_FRAGMENTO SELECCIONADO_:
..............................

Qué fácil ser héroe cuando uno es chico. En mi infancia, en Nueva York, había jugado a la violencia. Bastaba con apuntar con el dedo y abrir la boca y salían sonidos tremendos: pum, pow, katchoo, bang, el idioma universal de los sueños de los pequeños machos en todo el mundo. Corría entre mis amigotes y rivales matando y siendo muerto sin misericordia de una u otra parte, gánster, indio, cowboy, guerrero, era cosa de que el dedo extendiera su dominio y la lengua lanzara sus onomatopeyas.

Ahora había descubierto que la violencia no es un juego y que las balas son las hermanas más permanentes del silencio y no del estruendo.

Era hora de madurar.

Los años que siguieron estuvieron marcados por la revolución democrática de Salvador Allende y por la vesania del general Pinochet y, para mí, un largo exilio de casi dos décadas. Esos años me enseñarían más acerca de la violencia y la supervivencia de lo que hubiese querido saber nunca, esos años me ayudarían a descubrir cuándo hay que huir y cuándo hay que enfrentar al adversario, cuándo la solidaridad puede derrotar el terror, cuándo las balas son incapaces de acallar al rebelde, cuándo hay que responder con palabras a esas balas.

Nunca publiqué aquel relato acerca de los tres chanchitos y el lobo al que ultimaban, esa historia en que anticipé mi propia aventura.

Pero el Che Guevara no dejó de rondarme. Los métodos que utilizó en su lucha, su fanatismo revolucionario, su culto del martirio se hicieron cada vez menos atrayentes con el tiempo, pero las razones por las que se había alzado, por las que había entregado su vida, no desaparecieron. El mundo siguió siendo un cúmulo de injusticias y desigualdad, donde los niños se morían de hambre y a los pobres se los masacraba y la avaricia se consideraba la máxima virtud. Y fue así que, perseguido todavía por la imagen del Che, terminé incorporándolo a mi última obra de ficción. Inventé un personaje, Gabriel McKenzie, al que se lo había concebido -o eso decía, por lo menos, su madre- la noche en 1967 cuando a Guevara lo estaban enterrando en Bolivia. Pero no cometí el error de forzar a mi protagonista a imitar mi propia fantasía juvenil de convertirme en el Che. En vez de eso, mi Gabriel resultó ser cínico y pusilánime, desesperadamente tratando de escapar el ejemplo del hombre que había muerto en Valle Grande el día de su concepción, absolutamente indiferente a toda acción social redentora. Decidí que el problema de Gabriel no sería que el mundo estuviese repleto de mendigos y abusos y prejuicios, sino que, teniendo ya la edad de veintitrés años, todavía es virgen. Su obsesión no es subirse a una barricada para construir el cielo en la tierra, sino que, más bien, encontrar otro tipo de cielo, una chica a la que amar bajo las estrellas. Entre otras cosas, deseaba yo examinar las posibilidades de todavía ser rebelde en un mundo donde ya no existía un Che Guevara, donde -como lo escribí recientemente en un artículo sobre ese héroe revolucionario para la revista norteamericana Time sobre los cien personajes más destacados del siglo veinte-, ese guerrillero se había transmutado en una imagen, un icono, una camiseta. Me pregunté si el Che tendría algún mensaje de ultratumba para mi protagonista neurótico, apolítico y virginal, para su lejano ahijado Gabriel.

..............................

_MATERIAL PROPORCIONADO_:
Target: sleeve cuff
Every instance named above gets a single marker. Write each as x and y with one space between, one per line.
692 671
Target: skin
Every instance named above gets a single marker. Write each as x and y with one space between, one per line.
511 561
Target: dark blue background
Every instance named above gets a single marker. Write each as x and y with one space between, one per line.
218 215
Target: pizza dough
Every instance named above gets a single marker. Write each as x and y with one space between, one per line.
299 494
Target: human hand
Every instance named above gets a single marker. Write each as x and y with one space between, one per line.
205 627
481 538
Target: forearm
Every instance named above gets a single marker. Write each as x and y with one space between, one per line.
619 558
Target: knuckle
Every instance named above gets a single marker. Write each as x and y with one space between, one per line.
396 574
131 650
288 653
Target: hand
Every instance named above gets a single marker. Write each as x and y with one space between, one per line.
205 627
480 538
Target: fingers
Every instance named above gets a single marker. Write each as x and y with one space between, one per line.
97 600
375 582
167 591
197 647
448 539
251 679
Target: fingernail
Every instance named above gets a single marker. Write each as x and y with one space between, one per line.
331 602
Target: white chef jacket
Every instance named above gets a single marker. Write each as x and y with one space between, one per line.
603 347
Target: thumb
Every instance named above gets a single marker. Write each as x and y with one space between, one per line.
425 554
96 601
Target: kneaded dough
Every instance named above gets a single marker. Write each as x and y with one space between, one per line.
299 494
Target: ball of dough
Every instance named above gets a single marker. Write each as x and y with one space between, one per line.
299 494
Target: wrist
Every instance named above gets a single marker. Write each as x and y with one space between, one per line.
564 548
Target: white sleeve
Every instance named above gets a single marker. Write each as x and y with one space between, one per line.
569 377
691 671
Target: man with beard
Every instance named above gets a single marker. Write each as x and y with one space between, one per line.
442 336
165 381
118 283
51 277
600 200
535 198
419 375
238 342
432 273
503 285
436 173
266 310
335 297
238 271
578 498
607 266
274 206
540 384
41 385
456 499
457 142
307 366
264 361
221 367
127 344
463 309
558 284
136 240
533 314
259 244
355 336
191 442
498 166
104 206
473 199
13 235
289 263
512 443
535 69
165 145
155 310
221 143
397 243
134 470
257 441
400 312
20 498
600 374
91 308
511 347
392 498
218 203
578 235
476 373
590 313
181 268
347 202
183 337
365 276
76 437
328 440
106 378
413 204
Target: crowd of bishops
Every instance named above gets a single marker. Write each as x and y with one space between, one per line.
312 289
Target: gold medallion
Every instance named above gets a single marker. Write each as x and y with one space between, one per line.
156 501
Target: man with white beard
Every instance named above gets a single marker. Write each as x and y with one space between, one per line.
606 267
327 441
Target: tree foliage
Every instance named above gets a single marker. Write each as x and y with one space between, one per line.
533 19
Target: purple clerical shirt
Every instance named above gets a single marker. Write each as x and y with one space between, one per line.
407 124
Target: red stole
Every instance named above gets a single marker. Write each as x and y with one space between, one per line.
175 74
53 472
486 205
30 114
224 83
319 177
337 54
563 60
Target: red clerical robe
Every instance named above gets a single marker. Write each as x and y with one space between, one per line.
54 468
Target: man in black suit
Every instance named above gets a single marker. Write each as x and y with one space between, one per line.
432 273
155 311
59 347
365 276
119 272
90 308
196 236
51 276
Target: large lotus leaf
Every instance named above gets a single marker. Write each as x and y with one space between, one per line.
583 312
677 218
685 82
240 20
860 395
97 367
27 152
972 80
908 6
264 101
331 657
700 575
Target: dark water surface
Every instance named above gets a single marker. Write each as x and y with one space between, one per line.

..............................

Prolonga el fragmento seleccionado, el relato sobre la infancia, el exilio y la figura del Che Guevara, a partir de su última oración.

Así que, treinta años más tarde, finalmente pude introducir al Che Guevara en mi obra literaria. Tal vez a él no le importaría que sea un personaje en una comedia picaresca, una farsa dedicada a icebergs y nanas y equívocos en un país cuyos habitantes se mienten a sí mismos tanto que ya no alcanzan a saber lo que es y no es verdad. Tal vez el Che está cansado de que siempre se le retrate en historias trágicas donde las balas vuelan y la sangre revienta. Y tengo la definitiva esperanza de que esté contento, dondequiera que él se encuentre, de que no repetí su destino en ese insólito año 1970, que no lo seguí en su viaje hacia la muerte cuando alguien cuyo nombre nunca supe me disparó y sobreviví para transmitir esta historia, espero que esté contento de que cuente esta historia y tantas otras.

Ariel Dorfman es escritor chileno y acaba de publicar la novela La nana y el iceberg.